Job:
Rewrite the items from the line containing "concrete curb visible." through the line containing "[522,219,558,262]" as a two-column CSV with the header instruction,boxes, giving one row for each request. Put the request text in instruction and its answer in boxes, with each value in a single quoted field and any line breaks replaced by spaces.

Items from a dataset
--- begin ---

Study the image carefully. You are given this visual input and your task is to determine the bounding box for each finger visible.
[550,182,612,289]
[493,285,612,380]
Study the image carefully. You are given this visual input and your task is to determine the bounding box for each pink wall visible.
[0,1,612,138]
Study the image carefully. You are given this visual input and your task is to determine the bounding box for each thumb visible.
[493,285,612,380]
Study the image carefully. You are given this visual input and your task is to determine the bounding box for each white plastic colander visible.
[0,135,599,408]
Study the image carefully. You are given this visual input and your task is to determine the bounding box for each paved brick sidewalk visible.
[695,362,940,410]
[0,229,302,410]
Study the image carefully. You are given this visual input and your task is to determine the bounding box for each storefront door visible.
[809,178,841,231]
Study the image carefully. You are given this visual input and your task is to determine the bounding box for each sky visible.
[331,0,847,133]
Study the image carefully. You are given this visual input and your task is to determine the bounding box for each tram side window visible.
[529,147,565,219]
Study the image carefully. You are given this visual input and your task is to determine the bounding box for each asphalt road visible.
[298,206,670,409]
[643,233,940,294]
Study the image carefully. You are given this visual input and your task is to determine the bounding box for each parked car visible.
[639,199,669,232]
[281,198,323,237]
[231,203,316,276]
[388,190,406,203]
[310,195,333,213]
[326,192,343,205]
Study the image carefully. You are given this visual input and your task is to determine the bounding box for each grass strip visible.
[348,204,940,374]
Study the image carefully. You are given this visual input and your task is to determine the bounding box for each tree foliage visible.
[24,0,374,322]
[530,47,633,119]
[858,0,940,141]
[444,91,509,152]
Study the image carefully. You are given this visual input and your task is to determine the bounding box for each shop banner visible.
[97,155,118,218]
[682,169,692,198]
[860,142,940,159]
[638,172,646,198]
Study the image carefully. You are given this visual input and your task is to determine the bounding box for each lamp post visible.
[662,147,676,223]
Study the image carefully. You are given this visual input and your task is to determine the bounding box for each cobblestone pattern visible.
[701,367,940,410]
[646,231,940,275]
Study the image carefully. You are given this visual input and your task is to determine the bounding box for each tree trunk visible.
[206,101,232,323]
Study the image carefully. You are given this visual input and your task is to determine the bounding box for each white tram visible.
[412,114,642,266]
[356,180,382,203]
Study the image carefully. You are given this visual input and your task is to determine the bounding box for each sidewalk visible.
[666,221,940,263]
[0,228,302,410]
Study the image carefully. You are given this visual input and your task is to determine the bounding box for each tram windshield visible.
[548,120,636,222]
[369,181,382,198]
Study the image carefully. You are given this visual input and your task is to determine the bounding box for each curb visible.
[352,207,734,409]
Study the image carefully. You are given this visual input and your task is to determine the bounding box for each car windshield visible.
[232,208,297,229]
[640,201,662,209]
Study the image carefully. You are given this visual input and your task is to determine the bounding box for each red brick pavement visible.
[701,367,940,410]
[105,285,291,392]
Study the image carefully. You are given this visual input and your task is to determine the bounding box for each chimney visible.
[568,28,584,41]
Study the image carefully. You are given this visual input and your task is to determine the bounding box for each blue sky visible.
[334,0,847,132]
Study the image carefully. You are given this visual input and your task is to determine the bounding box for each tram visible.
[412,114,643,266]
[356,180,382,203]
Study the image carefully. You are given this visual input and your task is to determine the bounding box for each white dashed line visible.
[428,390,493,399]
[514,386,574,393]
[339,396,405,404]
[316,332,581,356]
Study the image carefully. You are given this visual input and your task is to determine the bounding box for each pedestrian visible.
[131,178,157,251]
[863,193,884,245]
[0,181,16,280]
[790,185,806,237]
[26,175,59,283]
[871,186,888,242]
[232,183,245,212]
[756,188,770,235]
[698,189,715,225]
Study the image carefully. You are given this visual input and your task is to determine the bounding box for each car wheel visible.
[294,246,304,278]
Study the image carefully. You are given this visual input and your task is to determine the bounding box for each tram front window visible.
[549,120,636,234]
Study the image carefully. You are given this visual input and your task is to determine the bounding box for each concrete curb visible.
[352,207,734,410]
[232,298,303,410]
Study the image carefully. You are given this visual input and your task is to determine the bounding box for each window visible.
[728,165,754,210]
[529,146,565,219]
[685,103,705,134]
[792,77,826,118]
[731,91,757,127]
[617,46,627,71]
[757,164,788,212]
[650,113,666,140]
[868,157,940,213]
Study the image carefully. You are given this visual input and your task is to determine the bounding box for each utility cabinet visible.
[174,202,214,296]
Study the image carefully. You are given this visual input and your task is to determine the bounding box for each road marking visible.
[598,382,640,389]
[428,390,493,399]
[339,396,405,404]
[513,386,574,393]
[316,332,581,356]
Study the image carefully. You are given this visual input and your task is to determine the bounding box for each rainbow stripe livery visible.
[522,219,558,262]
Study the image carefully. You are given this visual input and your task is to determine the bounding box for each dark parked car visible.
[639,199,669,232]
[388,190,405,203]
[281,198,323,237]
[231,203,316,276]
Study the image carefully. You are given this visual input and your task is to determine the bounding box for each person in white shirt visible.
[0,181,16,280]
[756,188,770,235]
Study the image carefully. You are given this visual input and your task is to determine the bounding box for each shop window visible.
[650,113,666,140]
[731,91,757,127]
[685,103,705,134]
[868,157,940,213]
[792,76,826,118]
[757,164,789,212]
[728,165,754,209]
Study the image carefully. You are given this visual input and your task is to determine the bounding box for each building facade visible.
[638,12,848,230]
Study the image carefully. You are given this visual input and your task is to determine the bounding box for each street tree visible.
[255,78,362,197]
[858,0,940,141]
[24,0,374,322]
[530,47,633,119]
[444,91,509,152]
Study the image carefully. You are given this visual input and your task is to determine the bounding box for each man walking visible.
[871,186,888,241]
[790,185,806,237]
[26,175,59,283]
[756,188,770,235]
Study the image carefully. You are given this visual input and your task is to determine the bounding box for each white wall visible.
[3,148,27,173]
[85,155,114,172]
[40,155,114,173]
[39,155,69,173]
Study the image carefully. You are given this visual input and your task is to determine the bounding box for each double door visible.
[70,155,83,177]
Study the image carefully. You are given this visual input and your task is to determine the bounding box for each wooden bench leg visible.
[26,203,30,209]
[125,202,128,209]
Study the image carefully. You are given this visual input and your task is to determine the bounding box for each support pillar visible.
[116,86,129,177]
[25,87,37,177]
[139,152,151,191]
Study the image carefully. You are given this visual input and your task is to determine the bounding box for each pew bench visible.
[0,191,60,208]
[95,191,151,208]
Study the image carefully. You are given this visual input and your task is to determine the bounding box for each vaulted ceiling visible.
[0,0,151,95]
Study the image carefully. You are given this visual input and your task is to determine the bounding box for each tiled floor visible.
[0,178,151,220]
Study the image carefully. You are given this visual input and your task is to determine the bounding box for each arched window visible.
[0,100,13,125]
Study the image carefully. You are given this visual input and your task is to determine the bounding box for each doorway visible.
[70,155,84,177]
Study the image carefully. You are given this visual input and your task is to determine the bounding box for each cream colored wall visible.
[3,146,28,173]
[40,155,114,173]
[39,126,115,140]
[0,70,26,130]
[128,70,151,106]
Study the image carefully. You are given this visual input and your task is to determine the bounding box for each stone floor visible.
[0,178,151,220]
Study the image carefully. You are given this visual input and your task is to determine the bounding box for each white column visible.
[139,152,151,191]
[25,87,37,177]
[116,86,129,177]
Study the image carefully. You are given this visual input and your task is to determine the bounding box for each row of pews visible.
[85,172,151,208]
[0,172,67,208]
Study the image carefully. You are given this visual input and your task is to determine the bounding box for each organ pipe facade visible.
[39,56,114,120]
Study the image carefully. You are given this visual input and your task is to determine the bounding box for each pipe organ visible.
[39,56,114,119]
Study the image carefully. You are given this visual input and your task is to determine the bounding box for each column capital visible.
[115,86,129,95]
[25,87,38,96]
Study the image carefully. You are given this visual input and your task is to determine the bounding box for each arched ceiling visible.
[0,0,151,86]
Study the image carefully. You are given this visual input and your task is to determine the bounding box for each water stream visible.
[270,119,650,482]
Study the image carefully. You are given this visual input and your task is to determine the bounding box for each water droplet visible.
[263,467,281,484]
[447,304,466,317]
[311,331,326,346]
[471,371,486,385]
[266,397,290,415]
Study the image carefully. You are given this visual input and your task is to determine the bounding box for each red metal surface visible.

--- end ---

The answer:
instruction,boxes
"Study the image carefully. You are given this visual input and your task is to determine the bounding box for each concrete curb visible.","[352,207,734,410] [232,298,303,410]"
"Study the image carefully. You are given this visual input and your task is to determine the bounding box for each window visible.","[728,165,754,210] [529,146,565,219] [685,103,705,134] [792,77,826,118] [731,91,757,127] [617,46,627,71] [757,164,788,212] [650,113,666,140] [868,157,940,213]"
"Study the image carefully. You are given this visual input and your task is to determine the bounding box for each utility cabinet visible.","[174,202,214,296]"
"Study the image carefully. You are given this visual input and your task is to determine the bounding box for each road marking visible.","[598,382,640,389] [428,390,493,399] [339,396,405,404] [513,386,574,393] [316,332,581,356]"
"Study the image carefully. You are given this visual input and your task is to determine the bounding box for each rainbow stripe livery visible.","[522,219,558,262]"